Shell – How to build space separated, escaped full paths of files recursively matching glob

filenamesquotingshell

I have a program which requires paths to files as arguments, which cannot be quoted and must not depend on working dir. Can this be done without chaining multiple xargs, tr, find, readlinks?

Example output for "*.csv" files: /home/user/a\ b.csv /home/user/my\ dir/c\ d\$2.csv

Best Answer

For passing file paths as arguments to a command, find does this on its own with its -exec option without any xargs trickery:

find /home/user -name '*.csv' -exec yourcommand '{}' +

That will find every file called *.csv in /home/user and then execute yourcommand /home/user/a\ b.csv /home/user/my\ dir/c\ d\$2.csv ... with all of the found files as arguments. Each file found is passed as a separate complete argument to the program, so there is no escaping or anything else required: yourcommand gets many arguments which are each exactly the complete file path.

-- STORED DATA --
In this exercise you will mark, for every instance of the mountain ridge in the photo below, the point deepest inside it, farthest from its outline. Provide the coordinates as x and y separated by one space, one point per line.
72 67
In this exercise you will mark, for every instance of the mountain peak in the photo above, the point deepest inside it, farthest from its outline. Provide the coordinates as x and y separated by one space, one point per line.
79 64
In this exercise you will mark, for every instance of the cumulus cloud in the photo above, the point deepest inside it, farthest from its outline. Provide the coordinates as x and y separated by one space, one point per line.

==

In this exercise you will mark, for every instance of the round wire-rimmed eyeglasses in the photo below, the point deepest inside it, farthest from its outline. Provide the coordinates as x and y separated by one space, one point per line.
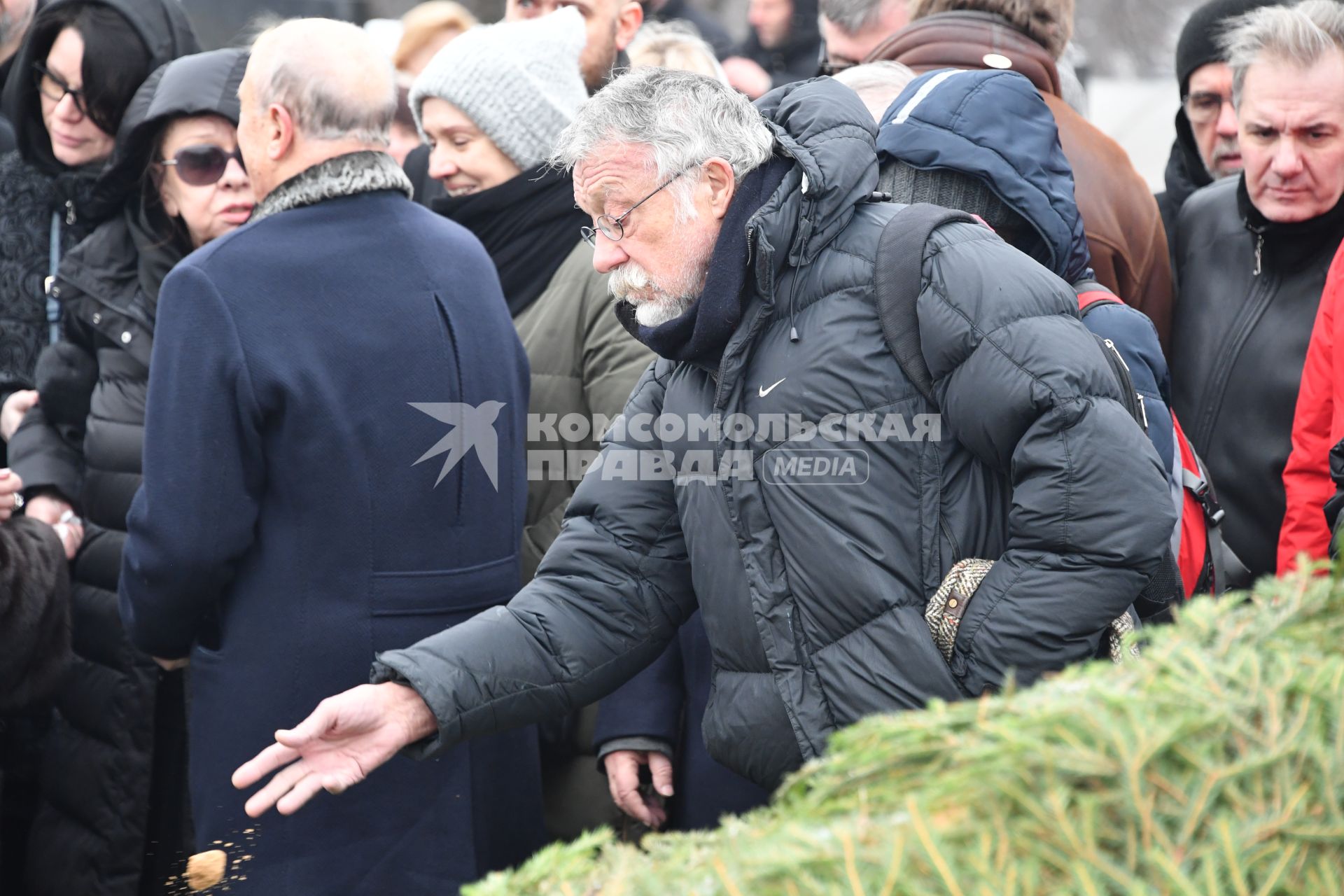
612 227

==

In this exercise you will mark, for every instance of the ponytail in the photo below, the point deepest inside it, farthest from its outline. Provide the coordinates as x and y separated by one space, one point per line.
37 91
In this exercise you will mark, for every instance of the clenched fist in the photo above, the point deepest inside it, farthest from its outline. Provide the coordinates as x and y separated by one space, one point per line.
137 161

-- TASK 1 --
Reproduce word for word the part of the passage on escaped file paths that begins at "filenamesquotingshell" and ends after "tr, find, readlinks?".
-- TASK 2 --
Carry on the passage on escaped file paths from its last sentence.
The records above are separate from the passage on escaped file paths.

-- EXERCISE RESPONSE 1 --
filenamesquotingshell

I have a program which requires paths to files as arguments, which cannot be quoted and must not depend on working dir. Can this be done without chaining multiple xargs, tr, find, readlinks?

-- EXERCISE RESPONSE 2 --
Another approach is that some shells (zsh in particular) support more advanced globbing, where you could just write:

yourcommand **/*.csv

and get exactly the above effect too.


If you really do want the escaped strings themselves, rather than to run a command directly, you can use bash's built-in printf:

find /home/user -name '*.csv' -exec bash -c 'printf "%q " "$@"' dummy '{}' +

The %q format specification expands to a shell-escaped version of the string argument. With many arguments printf repeats the format string for all of them, so this produces space-terminated escaped strings of all the arguments to the bash -c command. dummy is used as the value of $0, and "$@" gives printf all the rest of the arguments, which are your (intact) file names. For your example this would output exactly /home/user/a\ b.csv /home/user/my\ dir/c\ d\$2.csv.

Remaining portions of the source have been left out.